Image point grounding data
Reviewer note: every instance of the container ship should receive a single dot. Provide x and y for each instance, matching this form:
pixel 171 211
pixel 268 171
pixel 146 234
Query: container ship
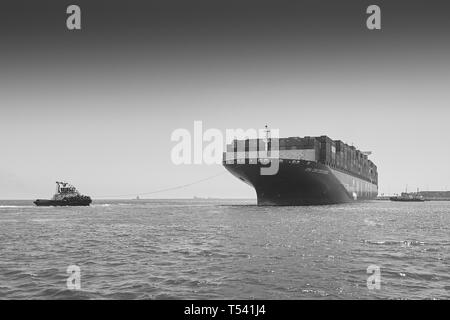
pixel 310 170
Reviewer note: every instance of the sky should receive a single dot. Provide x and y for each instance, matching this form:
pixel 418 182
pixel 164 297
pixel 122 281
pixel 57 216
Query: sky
pixel 97 106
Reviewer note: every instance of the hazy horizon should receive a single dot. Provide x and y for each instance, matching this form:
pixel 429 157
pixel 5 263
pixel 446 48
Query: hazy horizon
pixel 97 107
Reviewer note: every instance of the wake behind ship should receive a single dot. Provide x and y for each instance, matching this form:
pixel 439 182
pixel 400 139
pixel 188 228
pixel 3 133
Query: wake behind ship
pixel 311 170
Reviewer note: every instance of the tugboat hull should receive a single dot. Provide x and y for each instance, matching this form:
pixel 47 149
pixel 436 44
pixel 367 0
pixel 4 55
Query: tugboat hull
pixel 62 203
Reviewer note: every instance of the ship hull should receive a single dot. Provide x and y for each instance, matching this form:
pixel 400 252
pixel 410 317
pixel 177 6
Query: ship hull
pixel 300 182
pixel 62 203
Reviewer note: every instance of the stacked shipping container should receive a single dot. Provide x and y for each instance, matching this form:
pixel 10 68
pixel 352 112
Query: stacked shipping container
pixel 333 153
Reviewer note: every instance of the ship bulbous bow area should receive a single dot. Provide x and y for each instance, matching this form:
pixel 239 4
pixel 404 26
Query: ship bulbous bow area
pixel 297 183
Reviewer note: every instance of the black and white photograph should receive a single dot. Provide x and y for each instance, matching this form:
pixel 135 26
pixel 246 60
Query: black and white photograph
pixel 212 151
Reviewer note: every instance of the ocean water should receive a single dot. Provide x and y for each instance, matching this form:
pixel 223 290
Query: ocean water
pixel 225 249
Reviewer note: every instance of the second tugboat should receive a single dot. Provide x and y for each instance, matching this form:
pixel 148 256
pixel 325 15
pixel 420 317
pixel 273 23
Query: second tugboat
pixel 66 195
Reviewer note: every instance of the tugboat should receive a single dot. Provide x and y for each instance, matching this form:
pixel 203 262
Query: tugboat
pixel 66 195
pixel 408 197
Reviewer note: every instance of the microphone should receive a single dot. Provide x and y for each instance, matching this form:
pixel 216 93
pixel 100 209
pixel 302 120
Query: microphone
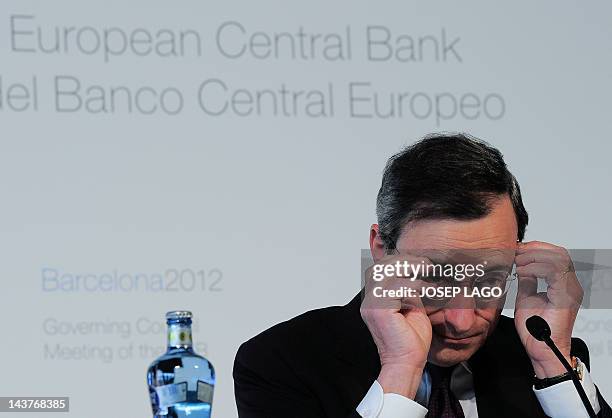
pixel 540 330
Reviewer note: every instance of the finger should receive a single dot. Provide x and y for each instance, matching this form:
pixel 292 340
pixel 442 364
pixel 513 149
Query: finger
pixel 528 286
pixel 540 256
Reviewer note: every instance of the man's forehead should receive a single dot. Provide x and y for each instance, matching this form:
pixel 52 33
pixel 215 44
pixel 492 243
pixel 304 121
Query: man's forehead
pixel 463 255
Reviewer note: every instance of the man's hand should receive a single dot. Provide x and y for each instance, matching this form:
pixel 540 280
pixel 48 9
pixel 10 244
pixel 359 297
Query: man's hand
pixel 558 306
pixel 401 330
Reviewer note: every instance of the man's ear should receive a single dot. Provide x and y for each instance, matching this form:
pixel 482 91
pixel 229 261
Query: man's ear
pixel 377 247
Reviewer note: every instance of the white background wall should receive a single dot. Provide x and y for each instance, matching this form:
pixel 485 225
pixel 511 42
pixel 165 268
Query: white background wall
pixel 280 205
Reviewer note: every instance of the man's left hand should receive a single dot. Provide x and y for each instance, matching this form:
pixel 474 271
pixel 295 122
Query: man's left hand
pixel 558 306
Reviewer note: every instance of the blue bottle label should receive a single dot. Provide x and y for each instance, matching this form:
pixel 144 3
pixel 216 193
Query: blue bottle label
pixel 168 395
pixel 179 336
pixel 205 392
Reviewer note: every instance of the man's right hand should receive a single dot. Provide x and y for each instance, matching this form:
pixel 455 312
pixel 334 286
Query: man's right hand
pixel 400 328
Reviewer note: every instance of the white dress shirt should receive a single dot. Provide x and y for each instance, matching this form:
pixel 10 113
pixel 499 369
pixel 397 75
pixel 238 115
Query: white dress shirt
pixel 558 401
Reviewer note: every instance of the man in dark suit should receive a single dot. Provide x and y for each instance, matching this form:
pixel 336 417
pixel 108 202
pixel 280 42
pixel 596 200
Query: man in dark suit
pixel 408 347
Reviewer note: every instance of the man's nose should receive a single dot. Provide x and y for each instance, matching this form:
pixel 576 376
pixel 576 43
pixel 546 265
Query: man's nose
pixel 459 315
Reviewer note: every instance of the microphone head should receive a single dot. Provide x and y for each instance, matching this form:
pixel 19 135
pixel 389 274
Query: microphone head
pixel 538 327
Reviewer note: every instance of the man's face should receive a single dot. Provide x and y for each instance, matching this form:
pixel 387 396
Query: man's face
pixel 461 326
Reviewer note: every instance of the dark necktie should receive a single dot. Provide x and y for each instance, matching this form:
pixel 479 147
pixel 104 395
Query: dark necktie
pixel 442 402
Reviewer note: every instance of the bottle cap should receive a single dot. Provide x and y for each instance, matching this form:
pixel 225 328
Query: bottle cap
pixel 178 315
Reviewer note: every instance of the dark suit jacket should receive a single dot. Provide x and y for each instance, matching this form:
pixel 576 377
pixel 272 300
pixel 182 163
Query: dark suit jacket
pixel 322 363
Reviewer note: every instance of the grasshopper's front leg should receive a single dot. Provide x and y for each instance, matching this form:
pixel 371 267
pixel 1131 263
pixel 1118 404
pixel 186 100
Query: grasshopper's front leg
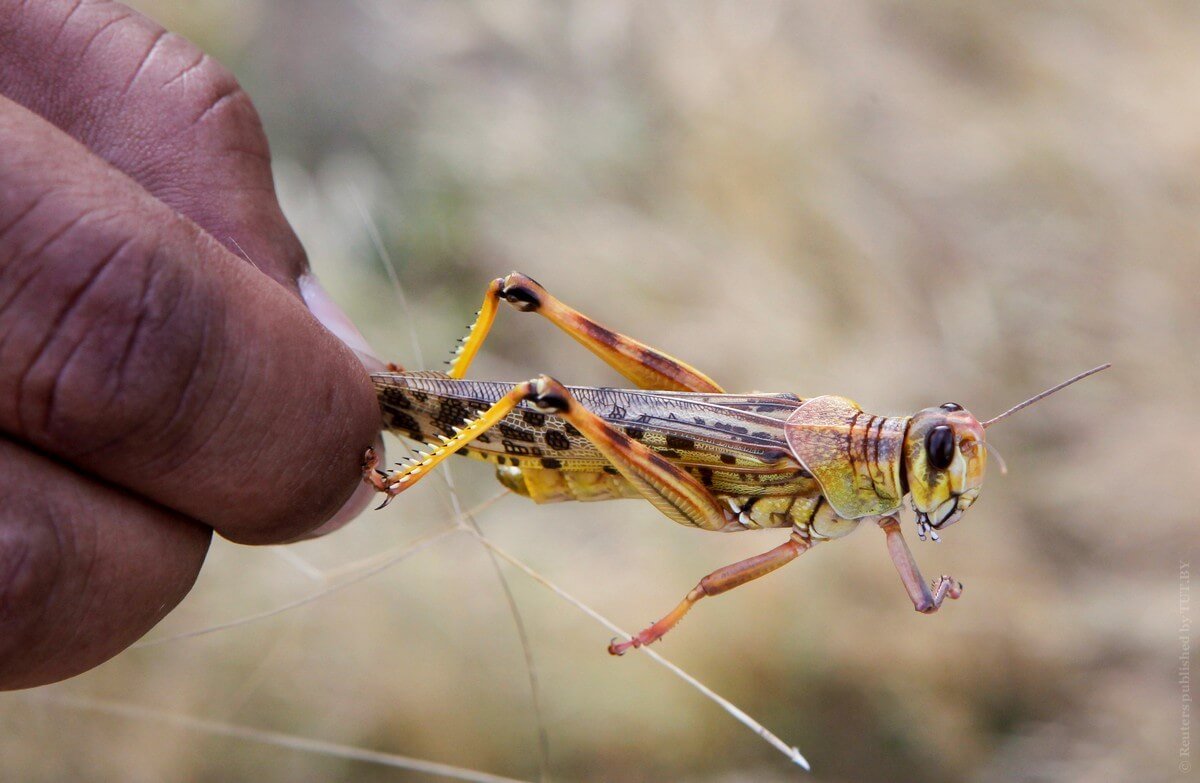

* [Task brief]
Give again exactly, and only, the lines above starting at the one with "pixel 442 364" and ending at the one with "pixel 10 244".

* [Written reply]
pixel 442 364
pixel 513 149
Query: finger
pixel 528 286
pixel 540 256
Reviewer note: every instance of the man's forehead should receive a single dot. Provide x and y for each instance, matching this form:
pixel 52 33
pixel 215 44
pixel 492 243
pixel 304 121
Query: man's forehead
pixel 463 255
Reviewer note: every instance of the man's hand should receive a single dot. Provide x and y for each instance, matching this form:
pixel 540 280
pixel 48 9
pixel 10 244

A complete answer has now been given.